■ **Information shown**:
--- START ---
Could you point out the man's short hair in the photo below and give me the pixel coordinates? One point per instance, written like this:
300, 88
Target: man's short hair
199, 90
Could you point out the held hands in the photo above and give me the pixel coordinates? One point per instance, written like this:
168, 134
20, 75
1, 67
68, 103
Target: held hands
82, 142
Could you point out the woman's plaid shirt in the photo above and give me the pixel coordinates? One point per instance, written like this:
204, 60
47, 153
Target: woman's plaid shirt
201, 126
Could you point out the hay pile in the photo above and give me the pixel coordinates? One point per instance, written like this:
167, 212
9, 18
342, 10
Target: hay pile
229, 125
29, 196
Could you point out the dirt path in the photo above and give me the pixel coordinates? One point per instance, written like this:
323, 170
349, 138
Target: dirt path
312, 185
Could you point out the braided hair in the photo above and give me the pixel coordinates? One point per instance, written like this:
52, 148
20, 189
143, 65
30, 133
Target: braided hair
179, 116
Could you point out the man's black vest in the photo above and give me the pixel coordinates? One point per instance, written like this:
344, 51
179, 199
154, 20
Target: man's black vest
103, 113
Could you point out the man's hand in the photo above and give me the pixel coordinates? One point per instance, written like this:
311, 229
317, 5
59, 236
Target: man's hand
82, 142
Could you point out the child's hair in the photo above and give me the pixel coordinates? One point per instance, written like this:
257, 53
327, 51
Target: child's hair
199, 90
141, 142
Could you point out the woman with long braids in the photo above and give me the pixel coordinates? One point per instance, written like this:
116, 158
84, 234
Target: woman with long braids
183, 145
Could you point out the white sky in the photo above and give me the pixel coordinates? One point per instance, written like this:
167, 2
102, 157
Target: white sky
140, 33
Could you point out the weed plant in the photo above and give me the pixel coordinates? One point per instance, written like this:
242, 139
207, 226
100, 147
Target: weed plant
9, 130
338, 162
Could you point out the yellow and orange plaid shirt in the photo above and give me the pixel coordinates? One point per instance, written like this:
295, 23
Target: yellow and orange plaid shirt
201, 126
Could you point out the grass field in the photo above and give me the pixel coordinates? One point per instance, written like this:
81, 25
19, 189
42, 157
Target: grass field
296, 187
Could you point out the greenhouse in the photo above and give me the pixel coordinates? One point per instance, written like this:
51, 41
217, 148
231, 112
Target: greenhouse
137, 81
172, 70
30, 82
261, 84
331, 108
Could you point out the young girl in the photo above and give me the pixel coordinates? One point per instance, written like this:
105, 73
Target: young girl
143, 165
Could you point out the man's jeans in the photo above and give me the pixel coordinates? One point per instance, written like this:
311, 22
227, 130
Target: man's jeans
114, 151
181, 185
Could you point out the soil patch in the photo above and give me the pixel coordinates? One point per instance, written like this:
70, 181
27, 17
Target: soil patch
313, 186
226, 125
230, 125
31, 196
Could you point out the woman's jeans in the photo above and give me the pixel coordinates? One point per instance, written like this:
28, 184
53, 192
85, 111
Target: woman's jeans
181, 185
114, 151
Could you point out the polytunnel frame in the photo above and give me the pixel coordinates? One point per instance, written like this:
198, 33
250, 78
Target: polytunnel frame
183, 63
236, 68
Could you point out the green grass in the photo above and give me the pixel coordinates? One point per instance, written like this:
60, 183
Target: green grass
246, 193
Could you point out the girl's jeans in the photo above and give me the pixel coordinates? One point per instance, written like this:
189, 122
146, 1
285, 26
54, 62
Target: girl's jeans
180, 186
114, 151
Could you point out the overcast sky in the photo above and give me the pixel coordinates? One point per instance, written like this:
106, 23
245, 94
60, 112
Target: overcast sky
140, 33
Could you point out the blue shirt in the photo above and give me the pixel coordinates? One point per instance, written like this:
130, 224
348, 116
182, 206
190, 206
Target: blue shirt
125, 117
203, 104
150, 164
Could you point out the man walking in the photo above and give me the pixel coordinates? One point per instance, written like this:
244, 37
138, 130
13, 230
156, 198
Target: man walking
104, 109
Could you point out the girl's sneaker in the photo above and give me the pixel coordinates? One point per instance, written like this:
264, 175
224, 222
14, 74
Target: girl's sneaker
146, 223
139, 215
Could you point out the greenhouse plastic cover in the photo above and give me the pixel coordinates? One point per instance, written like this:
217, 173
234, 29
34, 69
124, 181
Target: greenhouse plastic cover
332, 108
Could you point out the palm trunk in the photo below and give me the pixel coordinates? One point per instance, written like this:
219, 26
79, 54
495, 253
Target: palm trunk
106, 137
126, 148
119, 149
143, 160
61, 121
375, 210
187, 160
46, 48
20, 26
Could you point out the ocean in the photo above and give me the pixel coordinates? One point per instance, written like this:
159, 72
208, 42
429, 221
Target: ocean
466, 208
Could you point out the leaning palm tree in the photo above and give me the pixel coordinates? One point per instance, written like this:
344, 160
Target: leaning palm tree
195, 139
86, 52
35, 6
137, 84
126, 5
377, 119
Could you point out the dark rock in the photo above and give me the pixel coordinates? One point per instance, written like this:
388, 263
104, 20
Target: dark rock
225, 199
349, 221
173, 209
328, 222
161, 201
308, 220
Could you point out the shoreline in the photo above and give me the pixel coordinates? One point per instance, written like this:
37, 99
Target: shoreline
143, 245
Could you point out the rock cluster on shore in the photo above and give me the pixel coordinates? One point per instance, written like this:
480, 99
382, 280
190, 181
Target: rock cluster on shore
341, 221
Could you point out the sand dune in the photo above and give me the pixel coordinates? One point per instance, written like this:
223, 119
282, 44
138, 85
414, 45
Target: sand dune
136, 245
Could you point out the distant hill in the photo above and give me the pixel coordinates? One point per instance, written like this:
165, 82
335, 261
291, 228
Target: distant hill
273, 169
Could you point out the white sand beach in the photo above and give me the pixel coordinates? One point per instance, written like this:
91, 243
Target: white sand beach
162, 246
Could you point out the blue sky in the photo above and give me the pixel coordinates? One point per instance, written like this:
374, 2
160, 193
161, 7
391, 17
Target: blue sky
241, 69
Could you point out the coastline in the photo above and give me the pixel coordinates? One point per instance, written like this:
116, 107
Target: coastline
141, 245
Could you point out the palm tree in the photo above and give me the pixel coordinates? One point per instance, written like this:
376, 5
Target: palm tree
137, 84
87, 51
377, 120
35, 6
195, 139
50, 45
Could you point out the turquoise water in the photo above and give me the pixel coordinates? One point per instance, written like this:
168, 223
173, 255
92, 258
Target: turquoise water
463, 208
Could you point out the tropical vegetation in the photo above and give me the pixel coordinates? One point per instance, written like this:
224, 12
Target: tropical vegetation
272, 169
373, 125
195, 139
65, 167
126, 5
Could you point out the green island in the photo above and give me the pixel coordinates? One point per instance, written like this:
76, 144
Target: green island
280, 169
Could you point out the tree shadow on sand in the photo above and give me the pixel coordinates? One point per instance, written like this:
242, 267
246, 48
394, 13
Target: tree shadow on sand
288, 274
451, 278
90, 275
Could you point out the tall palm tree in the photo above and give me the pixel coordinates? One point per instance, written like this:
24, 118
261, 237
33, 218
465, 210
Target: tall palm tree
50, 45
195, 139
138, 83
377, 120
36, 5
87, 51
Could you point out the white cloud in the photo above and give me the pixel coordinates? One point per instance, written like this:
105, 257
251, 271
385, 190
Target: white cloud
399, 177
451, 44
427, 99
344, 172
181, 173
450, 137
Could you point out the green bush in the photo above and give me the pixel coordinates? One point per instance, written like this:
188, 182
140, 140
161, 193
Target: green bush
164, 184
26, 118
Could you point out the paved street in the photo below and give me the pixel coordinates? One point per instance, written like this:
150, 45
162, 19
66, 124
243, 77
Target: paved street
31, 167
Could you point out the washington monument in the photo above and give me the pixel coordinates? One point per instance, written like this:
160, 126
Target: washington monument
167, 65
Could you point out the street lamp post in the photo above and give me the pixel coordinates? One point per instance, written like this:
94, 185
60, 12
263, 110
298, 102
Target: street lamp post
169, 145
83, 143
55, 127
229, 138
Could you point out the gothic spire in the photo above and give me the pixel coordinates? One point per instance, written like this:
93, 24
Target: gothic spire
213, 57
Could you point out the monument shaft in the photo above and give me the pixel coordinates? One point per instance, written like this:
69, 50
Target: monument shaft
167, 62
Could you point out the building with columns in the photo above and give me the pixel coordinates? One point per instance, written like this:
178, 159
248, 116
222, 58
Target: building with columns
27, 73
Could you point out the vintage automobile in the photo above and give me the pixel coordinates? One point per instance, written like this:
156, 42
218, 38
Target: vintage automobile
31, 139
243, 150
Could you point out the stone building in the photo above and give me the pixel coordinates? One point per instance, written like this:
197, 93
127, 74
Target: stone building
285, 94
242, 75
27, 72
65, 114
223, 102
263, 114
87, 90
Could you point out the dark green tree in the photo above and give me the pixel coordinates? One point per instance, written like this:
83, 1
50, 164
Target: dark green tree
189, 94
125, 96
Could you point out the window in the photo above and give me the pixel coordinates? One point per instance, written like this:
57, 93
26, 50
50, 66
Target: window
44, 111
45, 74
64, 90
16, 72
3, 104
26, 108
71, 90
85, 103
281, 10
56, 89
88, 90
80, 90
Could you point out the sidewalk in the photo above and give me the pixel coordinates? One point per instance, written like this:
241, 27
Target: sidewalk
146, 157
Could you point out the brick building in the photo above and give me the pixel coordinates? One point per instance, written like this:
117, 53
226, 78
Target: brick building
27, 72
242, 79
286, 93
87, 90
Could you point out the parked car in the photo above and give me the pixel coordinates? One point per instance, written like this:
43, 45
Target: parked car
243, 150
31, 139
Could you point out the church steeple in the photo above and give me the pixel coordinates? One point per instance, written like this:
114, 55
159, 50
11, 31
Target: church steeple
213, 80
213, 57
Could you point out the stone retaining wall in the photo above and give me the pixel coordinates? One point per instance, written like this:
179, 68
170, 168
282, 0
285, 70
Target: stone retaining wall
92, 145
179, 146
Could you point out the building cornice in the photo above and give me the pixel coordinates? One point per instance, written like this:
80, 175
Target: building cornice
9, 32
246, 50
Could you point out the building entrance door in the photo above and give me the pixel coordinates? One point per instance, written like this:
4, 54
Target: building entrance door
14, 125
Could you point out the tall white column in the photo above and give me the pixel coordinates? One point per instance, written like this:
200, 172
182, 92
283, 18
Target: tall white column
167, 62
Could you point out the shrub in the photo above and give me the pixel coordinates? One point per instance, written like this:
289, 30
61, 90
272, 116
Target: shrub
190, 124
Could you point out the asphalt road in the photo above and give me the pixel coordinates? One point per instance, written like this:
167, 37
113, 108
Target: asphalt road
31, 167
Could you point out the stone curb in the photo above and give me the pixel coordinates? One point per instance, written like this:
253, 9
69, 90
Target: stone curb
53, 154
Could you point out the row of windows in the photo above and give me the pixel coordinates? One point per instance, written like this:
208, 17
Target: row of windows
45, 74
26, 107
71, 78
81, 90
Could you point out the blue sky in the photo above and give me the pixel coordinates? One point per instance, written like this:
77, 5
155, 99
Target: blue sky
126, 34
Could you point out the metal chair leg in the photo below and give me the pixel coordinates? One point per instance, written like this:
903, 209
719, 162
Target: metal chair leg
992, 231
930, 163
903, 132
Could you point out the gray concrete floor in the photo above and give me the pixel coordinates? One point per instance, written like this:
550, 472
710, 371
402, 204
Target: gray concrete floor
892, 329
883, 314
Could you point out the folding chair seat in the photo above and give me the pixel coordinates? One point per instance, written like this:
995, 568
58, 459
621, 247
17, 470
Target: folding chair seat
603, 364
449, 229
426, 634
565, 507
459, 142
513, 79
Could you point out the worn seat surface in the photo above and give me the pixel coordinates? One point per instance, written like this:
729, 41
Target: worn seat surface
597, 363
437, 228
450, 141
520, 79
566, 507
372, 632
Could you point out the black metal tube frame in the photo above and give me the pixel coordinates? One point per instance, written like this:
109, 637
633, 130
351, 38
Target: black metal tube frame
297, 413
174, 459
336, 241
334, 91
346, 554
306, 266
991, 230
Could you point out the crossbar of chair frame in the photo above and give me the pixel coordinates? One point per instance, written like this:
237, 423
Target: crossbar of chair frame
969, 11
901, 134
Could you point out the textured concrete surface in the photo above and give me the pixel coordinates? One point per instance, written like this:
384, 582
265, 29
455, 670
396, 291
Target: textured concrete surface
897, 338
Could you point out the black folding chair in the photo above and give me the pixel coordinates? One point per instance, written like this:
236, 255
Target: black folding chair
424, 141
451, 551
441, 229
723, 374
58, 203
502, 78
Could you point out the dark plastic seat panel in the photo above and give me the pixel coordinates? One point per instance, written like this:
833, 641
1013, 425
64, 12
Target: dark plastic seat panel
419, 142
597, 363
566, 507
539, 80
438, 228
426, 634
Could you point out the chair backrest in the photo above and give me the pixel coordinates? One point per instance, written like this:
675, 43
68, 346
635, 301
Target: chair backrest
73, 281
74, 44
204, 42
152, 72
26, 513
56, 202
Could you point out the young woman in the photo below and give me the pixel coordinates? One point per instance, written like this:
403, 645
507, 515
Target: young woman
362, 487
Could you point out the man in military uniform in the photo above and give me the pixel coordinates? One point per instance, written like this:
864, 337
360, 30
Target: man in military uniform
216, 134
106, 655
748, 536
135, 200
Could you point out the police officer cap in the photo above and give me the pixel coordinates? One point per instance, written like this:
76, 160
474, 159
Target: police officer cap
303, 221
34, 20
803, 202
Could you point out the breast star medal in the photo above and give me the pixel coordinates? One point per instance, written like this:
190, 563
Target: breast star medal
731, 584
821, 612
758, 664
--- END ---
■ **Directions**:
Locate all lines in the listing above with the word "below". Copy them.

■ **Solution to the exercise**:
Could you point out the man's short hair in the photo below and give me the pixel coordinates? One point per instance, written like this:
Could you point out the palm trunk in the photo below and give me the pixel coordinates? One point per instance, written like this:
Could you point out the paved street in the photo below and give me the pixel coordinates? One point per instance, written like this:
Could you point out the metal chair leg in the photo below and give me the pixel coordinates? One point per instance, written like this:
Could you point out the young woman in the photo below and give me the pixel coordinates? One point per instance, written like this:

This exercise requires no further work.